__THE REQUEST__
Update the material below so that "Put a dot" becomes "Place a point" wherever it occurs, and leave every other line and word as it is.

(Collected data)
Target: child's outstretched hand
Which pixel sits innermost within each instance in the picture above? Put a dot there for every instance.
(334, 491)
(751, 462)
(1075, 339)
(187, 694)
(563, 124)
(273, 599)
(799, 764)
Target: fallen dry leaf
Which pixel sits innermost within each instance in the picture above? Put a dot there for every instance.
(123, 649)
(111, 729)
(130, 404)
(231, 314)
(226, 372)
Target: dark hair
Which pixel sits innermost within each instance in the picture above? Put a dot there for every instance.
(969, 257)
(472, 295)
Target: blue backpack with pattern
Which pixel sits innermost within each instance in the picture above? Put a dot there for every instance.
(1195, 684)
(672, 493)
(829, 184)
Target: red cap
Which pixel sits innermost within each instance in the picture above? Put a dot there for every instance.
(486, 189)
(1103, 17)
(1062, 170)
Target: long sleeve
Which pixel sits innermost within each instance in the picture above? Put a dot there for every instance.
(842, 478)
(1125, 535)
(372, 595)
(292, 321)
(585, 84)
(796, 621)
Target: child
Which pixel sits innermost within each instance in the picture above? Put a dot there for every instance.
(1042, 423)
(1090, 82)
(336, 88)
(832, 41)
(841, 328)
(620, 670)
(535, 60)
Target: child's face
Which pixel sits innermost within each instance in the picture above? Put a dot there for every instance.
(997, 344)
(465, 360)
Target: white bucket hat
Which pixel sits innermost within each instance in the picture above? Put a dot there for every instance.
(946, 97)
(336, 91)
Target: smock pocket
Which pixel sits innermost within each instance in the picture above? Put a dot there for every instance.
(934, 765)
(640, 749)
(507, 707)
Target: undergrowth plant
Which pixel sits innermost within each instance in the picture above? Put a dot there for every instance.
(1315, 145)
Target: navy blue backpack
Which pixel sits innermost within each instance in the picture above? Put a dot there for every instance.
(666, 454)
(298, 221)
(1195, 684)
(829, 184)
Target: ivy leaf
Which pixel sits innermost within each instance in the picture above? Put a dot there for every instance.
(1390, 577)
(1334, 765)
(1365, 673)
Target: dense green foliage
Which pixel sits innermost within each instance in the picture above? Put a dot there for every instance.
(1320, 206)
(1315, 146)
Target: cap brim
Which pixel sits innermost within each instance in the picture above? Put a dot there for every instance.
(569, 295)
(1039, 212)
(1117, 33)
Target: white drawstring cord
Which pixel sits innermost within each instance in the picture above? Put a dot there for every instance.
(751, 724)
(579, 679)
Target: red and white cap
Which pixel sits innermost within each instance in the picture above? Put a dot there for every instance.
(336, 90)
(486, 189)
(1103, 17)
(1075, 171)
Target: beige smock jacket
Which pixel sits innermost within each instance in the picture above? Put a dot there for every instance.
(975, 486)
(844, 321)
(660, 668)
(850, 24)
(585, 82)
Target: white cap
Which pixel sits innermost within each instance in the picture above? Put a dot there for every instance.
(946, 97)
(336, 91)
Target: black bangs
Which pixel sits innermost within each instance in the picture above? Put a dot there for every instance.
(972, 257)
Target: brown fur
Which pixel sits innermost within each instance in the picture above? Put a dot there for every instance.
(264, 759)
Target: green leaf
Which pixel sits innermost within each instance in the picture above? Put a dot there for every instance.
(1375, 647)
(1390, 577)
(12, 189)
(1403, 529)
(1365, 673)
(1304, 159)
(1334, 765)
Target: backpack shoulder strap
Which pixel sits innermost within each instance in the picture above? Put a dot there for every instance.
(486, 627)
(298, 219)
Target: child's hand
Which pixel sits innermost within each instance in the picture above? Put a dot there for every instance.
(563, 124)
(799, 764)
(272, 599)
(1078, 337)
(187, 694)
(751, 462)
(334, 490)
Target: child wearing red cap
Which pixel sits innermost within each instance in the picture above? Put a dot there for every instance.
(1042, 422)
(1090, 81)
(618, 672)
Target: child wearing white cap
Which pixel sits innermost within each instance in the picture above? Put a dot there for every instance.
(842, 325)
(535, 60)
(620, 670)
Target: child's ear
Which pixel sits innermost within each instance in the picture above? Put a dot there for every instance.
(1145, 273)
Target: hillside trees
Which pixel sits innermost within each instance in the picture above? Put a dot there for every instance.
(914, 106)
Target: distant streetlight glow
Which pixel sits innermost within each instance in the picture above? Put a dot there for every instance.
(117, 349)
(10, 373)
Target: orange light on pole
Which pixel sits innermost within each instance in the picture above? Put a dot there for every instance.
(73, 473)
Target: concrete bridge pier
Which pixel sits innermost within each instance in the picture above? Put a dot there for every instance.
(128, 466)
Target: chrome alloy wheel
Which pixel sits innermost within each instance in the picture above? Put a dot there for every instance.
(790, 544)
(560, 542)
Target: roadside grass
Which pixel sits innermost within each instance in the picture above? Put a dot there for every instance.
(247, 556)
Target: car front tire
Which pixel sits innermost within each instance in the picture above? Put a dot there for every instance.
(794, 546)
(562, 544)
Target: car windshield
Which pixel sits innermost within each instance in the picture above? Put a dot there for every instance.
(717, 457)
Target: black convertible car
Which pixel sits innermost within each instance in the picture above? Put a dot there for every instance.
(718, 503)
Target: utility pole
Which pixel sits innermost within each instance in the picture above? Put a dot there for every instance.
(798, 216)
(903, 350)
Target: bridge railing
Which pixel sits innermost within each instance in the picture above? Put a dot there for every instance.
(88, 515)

__FINISHED EXERCISE__
Target: child's outstretched hand
Which pixel sits innermost within each instance in the picture above? Place a point there for every instance.
(334, 491)
(751, 462)
(1075, 339)
(187, 694)
(563, 124)
(273, 599)
(799, 764)
Target: fallen dry leaf
Which pixel sits innermost within each instance in the picture above? Place a point there for every instance.
(123, 649)
(111, 729)
(130, 404)
(231, 314)
(226, 372)
Target: dark hair
Which pixel sits innermost within each instance in the picture above? Place a point there for every instance.
(969, 257)
(472, 295)
Target: blue backpack with pattern
Which pixel sits innermost within each instance in the picture above? Place a point there for every instance.
(1195, 684)
(672, 493)
(829, 184)
Target: red cap
Which pixel sits innermost within each instance in the picture above? Place a point there for every instance.
(486, 189)
(1103, 17)
(1062, 170)
Target: long sleeve
Which pixel sits innermost within each instance in the picture above? Place a point there for every instance.
(842, 478)
(1125, 535)
(372, 595)
(292, 321)
(585, 84)
(796, 621)
Target: child
Which pixel sits innermost within each instance in the picture above? Place a point there for every instance.
(1042, 423)
(1090, 82)
(336, 88)
(832, 41)
(841, 328)
(620, 670)
(535, 60)
Target: child's face
Which pixel sits innermost within each instance in the picture above? Place a point there for every instance.
(997, 344)
(465, 360)
Target: white bucket hat
Which pixel sits innermost within each instance in the picture above? Place a point there for every instance.
(946, 97)
(336, 91)
Target: smock pocket
Which pixel sits innermost within each instance in the picture above? Place a point there for every instance.
(934, 765)
(640, 749)
(507, 707)
Target: undergrowth plant
Which pixel sits innermost within each instance in the picture above? Place a point there for every instance.
(1315, 145)
Target: navy blue backpack
Which pixel sits innermost within each instance in the picture above? Place a point there for every instance.
(666, 454)
(298, 221)
(1195, 684)
(829, 184)
Target: ivy leaf
Which pixel sits innermost within each instance in the picture above? Place a point there for every instance.
(1390, 577)
(1334, 765)
(1365, 673)
Target: dense green foliage
Which pixel sits innermost within each instance in the picture above? Place a point there for every instance.
(1320, 206)
(1315, 146)
Target: cap brim
Which pixel sits innermost within each instance in the picture above? Place a point there for every instance.
(569, 295)
(1039, 212)
(1117, 33)
Target: white drawstring cord
Which pixel sits innermost within each instance in the picture above? Place a point there for every instance.
(751, 724)
(579, 679)
Target: red and white cap
Which pixel sits innermost within each instance in the picture above? Place a point there for every instance.
(336, 90)
(486, 189)
(1103, 17)
(1075, 171)
Target: beige smock jacket
Which pixel sits innermost within each instance in the picture above? Place a point there for every instance.
(975, 486)
(844, 321)
(660, 668)
(850, 24)
(585, 82)
Target: white cap
Which pixel sits innermost within each instance in the picture above? Place a point there for every instance.
(946, 97)
(336, 91)
Target: black bangs
Which pixel sits innermost within each instance in the picture above? Place a point there for every instance.
(972, 257)
Target: brown fur
Which pixel sits innermost within each instance in the picture above? Place a point there for every instance.
(264, 759)
Target: green leaf
Which pixel sits innermost within each instance in the picture above? Place a point there for every instance.
(1375, 647)
(1390, 577)
(12, 189)
(1403, 529)
(1365, 673)
(1304, 159)
(1334, 765)
Target: backpack shoulder strap
Which pixel sits innermost within each instance in the picture above? Place a point there for every instance.
(486, 627)
(298, 219)
Target: child's hand
Which pixel sits innermost within each instance in the picture above? Place a point there for every instance.
(563, 124)
(799, 764)
(272, 599)
(1078, 337)
(187, 694)
(751, 462)
(334, 490)
Target: child wearing red cap
Which pixel sits innermost within each instance in the picture above? Place a point there for every instance.
(1042, 422)
(1090, 81)
(618, 672)
Target: child wearing white cap
Which pixel sits innermost within each instance in the picture above? Place a point there for every instance.
(842, 325)
(535, 60)
(620, 670)
Target: child's ear
Which pixel sits innermost within each instance in the picture above? Place a point there for every instance.
(1145, 273)
Target: hillside trees
Which pixel sits innermost within each instance in the picture above? Place a point there for every instance.
(914, 106)
Target: distant streetlight glow
Which pixel sits innermost within each instance in the picture above? Place a point there for every instance.
(117, 349)
(10, 373)
Target: orange light on pole
Which pixel sits innermost within each instance in the picture above? Place a point there for every instance.
(73, 473)
Target: concrete bridge pier
Which pixel sits innermost within each instance in the picture above? Place a point there for every instance.
(128, 466)
Target: chrome alloy wheel
Which pixel sits innermost within each instance in the picture above? Place a point there for every instance.
(790, 544)
(560, 542)
Target: roadside grass
Which pixel sits innermost within each instance in the picture above? Place a point there for every instance.
(247, 556)
Target: car front tire
Which pixel sits innermost within each instance in the picture above? Place a point there for every instance.
(794, 546)
(562, 544)
Target: car windshield
Which pixel sits innermost within each instance in the picture above? Place a point there for every instance.
(717, 457)
Target: black convertible car
Which pixel sits innermost within each instance in the picture above? Place a point there for every instance.
(718, 503)
Target: utility pole
Which pixel sits innermost within each instance in the picture above? Place a point there for every instance.
(798, 216)
(903, 350)
Target: bridge railing
Which pixel sits innermost within each instance in the picture above? Place a point there for every instance.
(88, 515)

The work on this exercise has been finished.